*Goal*:
Rewrite the records from the line containing "of the wrist" through the end of the records, changing "pixel coordinates" to "image coordinates" and leaving everything else as it is.

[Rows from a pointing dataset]
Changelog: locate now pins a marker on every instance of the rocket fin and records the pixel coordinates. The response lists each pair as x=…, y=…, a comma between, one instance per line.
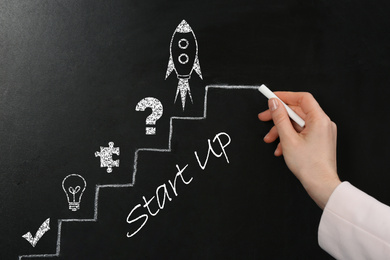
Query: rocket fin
x=170, y=67
x=196, y=67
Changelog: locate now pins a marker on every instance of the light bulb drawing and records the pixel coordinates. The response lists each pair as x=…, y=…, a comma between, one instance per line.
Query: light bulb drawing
x=74, y=186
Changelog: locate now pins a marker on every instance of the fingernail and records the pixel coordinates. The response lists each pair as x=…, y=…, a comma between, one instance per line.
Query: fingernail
x=273, y=104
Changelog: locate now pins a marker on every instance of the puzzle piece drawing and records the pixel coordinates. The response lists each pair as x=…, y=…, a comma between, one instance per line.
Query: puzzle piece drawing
x=105, y=155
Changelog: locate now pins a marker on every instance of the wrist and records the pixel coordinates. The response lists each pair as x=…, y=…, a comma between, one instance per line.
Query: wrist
x=320, y=189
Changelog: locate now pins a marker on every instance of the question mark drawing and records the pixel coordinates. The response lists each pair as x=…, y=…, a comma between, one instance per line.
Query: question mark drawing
x=157, y=111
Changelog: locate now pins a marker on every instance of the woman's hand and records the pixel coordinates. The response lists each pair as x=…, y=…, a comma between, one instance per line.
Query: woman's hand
x=310, y=153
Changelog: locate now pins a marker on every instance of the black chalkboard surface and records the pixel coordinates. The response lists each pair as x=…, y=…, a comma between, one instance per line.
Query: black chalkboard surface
x=78, y=80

*Worked solution*:
Changelog: locate now pins a marker on every instance of the wrist and records the image coordinates. The response lists each pair as x=…, y=…, a comma between, one instance per line.
Query: wrist
x=320, y=189
Changelog: locate now pins a marker on every instance of the question mark drawing and records the image coordinates. The response lists each pair as x=…, y=…, a comma between, one instance per line.
Query: question mark drawing
x=157, y=111
Changelog: locate now pins a marker on every instance of the woman's hand and records the image coordinates. The response lists each pair as x=…, y=…, a comma between, one instance per line.
Query: woman's hand
x=310, y=153
Changelog: locate now pins a marker on every instance of the black chalkboard surface and records the image coordinates. The response lists each pair as x=…, y=…, a comma between, one instance per line.
Query: black chalkboard surface
x=78, y=80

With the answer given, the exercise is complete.